**INSTRUCTIONS FOR THE TASK:**
Copy exactly the lines of the data below that run from the line holding "Target: large dry leaf" through the line holding "Where can you see the gray metal", both ends included.

# # # #

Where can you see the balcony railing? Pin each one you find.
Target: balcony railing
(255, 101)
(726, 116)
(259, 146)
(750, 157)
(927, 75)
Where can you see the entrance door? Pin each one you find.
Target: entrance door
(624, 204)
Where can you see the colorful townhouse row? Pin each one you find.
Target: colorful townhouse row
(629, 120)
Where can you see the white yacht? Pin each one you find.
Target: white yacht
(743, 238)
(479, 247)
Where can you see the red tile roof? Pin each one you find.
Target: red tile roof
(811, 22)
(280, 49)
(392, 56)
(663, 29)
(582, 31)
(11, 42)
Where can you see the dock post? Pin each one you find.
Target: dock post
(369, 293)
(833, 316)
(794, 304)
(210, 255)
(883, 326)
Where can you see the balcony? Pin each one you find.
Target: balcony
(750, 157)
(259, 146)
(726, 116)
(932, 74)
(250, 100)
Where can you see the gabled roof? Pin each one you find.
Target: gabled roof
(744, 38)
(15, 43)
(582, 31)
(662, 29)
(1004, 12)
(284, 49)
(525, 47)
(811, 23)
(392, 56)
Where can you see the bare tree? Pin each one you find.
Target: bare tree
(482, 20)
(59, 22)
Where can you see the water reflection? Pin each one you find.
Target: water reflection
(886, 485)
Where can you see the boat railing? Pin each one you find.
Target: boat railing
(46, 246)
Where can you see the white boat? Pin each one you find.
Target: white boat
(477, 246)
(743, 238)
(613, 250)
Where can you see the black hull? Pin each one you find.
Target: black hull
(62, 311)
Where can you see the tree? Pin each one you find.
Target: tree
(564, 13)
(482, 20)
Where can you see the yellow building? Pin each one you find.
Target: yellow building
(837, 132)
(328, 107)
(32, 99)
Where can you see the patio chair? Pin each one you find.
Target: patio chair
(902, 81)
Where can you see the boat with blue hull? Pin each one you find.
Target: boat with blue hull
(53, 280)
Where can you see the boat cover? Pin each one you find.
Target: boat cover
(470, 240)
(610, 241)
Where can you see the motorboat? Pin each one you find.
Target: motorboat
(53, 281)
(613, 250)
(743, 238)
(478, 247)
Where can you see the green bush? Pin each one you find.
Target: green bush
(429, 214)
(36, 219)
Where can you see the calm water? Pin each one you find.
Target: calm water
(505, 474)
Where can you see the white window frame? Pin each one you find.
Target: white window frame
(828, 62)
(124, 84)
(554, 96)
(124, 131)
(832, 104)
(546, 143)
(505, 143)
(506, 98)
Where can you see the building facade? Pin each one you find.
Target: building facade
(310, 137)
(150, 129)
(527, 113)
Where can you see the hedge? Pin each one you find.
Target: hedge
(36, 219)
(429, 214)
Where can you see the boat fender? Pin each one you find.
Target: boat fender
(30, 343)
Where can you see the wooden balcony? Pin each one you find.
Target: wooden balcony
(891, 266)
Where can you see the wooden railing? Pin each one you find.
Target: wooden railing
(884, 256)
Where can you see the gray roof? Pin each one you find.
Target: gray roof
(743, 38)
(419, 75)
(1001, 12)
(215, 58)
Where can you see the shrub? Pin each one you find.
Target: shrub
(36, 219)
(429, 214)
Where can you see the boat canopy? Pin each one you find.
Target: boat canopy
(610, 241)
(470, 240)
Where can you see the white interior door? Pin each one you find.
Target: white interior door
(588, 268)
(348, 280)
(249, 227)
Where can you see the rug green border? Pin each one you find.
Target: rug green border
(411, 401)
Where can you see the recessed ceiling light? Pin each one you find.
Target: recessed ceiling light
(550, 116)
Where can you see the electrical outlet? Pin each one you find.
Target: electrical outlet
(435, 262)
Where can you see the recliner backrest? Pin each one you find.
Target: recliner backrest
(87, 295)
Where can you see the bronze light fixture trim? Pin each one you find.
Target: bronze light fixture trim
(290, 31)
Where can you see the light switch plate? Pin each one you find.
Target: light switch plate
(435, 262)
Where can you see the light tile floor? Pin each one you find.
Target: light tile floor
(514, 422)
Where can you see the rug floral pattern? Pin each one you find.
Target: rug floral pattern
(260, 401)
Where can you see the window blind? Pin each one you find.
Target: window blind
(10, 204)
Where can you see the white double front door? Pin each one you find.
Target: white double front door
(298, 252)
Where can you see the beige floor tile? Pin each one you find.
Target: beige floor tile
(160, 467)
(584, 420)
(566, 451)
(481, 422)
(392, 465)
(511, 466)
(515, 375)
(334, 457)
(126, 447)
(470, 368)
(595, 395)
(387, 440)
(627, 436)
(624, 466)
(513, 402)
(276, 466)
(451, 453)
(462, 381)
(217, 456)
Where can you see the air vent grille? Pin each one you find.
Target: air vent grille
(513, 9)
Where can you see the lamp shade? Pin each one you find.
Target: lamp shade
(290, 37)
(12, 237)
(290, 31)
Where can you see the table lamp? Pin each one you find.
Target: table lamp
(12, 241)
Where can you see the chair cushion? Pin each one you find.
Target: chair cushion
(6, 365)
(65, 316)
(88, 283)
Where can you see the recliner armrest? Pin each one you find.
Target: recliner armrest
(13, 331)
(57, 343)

# # # #

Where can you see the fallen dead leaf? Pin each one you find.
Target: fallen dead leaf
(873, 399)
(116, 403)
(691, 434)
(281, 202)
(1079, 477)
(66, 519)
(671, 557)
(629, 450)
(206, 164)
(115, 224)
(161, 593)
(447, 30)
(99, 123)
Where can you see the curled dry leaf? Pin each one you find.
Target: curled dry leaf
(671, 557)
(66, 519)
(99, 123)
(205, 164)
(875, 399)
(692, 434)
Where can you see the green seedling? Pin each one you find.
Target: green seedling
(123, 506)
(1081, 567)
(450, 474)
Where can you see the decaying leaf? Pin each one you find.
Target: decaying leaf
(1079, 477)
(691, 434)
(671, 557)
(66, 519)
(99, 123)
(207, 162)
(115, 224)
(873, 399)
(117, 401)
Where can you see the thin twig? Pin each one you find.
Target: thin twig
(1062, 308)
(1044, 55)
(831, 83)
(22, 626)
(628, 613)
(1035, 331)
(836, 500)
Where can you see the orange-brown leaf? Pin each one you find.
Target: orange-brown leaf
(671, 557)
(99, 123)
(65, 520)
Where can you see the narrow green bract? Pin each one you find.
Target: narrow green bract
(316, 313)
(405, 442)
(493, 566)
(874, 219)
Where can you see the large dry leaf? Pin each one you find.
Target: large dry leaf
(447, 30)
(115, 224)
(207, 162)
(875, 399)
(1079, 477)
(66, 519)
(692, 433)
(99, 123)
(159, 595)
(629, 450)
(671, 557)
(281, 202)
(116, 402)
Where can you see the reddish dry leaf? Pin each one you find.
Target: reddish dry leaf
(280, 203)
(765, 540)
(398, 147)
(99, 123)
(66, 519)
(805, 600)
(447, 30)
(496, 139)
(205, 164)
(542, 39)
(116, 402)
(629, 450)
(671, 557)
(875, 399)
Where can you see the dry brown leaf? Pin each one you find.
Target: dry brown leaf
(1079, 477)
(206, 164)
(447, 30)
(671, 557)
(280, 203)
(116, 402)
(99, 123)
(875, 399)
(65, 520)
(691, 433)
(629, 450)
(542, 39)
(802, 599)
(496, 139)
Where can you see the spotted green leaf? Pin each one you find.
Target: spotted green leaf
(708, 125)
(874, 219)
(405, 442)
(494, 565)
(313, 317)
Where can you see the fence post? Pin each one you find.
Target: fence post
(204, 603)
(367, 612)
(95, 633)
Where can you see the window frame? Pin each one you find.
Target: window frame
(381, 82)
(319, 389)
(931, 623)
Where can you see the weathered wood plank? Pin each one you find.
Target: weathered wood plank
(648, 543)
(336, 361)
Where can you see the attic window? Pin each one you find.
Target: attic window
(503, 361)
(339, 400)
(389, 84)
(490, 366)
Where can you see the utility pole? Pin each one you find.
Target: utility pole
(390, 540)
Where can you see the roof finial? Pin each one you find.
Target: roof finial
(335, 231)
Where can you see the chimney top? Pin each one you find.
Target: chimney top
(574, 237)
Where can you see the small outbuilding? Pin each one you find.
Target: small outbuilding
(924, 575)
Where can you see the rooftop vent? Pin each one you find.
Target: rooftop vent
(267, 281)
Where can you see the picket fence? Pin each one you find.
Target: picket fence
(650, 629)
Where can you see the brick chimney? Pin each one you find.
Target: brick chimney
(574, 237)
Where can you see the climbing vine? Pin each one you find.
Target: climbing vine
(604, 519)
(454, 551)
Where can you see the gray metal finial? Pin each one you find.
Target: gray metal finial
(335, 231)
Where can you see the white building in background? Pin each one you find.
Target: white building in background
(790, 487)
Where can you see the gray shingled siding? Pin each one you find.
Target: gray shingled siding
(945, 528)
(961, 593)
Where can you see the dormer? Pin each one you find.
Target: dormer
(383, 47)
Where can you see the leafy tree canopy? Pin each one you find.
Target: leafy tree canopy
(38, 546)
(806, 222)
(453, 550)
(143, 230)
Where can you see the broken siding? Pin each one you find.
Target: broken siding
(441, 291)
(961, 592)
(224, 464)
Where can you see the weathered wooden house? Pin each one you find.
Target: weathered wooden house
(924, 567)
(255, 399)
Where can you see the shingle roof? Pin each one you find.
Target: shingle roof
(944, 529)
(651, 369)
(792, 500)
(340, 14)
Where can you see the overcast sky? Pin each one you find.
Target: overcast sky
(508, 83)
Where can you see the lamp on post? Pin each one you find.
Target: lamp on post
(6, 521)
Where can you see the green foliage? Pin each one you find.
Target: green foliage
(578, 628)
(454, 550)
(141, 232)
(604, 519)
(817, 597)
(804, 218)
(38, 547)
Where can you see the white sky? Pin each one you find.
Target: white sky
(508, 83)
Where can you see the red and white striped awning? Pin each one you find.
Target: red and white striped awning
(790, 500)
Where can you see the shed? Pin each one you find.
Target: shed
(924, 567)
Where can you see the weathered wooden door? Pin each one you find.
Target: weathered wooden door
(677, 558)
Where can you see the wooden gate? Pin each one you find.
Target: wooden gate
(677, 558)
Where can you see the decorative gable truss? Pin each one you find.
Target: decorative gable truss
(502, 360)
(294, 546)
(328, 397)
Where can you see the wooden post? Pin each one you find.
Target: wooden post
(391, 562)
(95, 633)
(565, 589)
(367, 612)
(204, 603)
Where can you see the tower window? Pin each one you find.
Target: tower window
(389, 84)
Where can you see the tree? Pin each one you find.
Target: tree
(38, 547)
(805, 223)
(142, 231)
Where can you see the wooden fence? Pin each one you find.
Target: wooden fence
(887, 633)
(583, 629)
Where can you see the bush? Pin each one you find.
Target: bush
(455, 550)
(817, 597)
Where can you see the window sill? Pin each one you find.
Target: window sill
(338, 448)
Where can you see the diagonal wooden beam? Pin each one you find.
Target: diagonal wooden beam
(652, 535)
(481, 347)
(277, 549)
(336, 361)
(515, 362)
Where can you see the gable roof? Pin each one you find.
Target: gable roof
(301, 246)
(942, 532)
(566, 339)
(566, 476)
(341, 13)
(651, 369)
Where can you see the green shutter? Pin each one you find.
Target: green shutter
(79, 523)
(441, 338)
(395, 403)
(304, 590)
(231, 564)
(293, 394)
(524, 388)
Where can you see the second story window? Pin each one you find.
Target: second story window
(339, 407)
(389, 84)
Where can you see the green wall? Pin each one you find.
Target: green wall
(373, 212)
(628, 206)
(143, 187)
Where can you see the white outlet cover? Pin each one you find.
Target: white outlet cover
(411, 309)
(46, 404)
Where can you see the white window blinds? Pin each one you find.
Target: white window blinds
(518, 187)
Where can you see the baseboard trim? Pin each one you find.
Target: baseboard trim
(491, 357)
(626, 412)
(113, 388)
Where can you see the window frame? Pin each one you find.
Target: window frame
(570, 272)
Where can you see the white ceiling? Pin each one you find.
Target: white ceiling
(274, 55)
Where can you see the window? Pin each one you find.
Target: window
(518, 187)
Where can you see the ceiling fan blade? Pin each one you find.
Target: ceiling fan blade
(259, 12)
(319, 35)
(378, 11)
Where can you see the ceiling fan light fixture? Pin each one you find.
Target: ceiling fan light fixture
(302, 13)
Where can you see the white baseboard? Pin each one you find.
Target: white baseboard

# # # #

**TASK RESULT:**
Target: large dry leaf
(447, 30)
(115, 224)
(207, 162)
(875, 399)
(1079, 477)
(66, 519)
(692, 433)
(99, 123)
(159, 595)
(629, 450)
(671, 557)
(281, 202)
(116, 402)
Where can you see the reddish dry leaf? Pin each one you find.
Target: reddish dry leaf
(280, 203)
(765, 540)
(398, 147)
(99, 123)
(66, 519)
(805, 600)
(447, 30)
(496, 139)
(205, 164)
(542, 39)
(116, 402)
(629, 450)
(671, 557)
(875, 399)
Where can you see the dry brown leaf? Pin each one you find.
Target: dry brown leaf
(1079, 477)
(206, 164)
(447, 30)
(671, 557)
(280, 203)
(116, 402)
(99, 123)
(875, 399)
(65, 520)
(691, 433)
(629, 450)
(542, 39)
(802, 599)
(496, 139)
Where can you see the spotted green leaf? Pin each one you find.
Target: spotted green leaf
(708, 125)
(874, 219)
(405, 442)
(494, 565)
(313, 317)
Where can you see the fence post? Pin each one you find.
Target: fence post
(204, 603)
(367, 612)
(95, 633)
Where can you see the window frame? Pin each one you find.
Target: window frame
(381, 82)
(319, 389)
(931, 623)
Where can you see the weathered wood plank? Pin each one you find.
Target: weathered wood plank
(648, 543)
(336, 361)
Where can you see the attic window? Pin each one you find.
Target: attic window
(503, 361)
(339, 400)
(389, 84)
(490, 366)
Where can you see the utility pole? Pin each one you find.
Target: utility pole
(390, 540)
Where can you see the roof finial? Pin each one you find.
Target: roof finial
(335, 231)
Where can you see the chimney top? Pin each one you find.
Target: chimney top
(574, 237)
Where can you see the small outbuilding? Pin each one you find.
Target: small outbuilding
(924, 575)
Where can you see the rooftop vent? Pin each one you find.
Target: rooftop vent
(267, 281)
Where can you see the picket fence? Pin each one you find.
Target: picket fence
(650, 629)
Where can you see the brick chimney? Pin each one you find.
Target: brick chimney
(574, 237)
Where can you see the climbing vine? Pin each one you find.
Target: climbing vine
(604, 519)
(454, 551)
Where can you see the gray metal finial? Pin each one you find.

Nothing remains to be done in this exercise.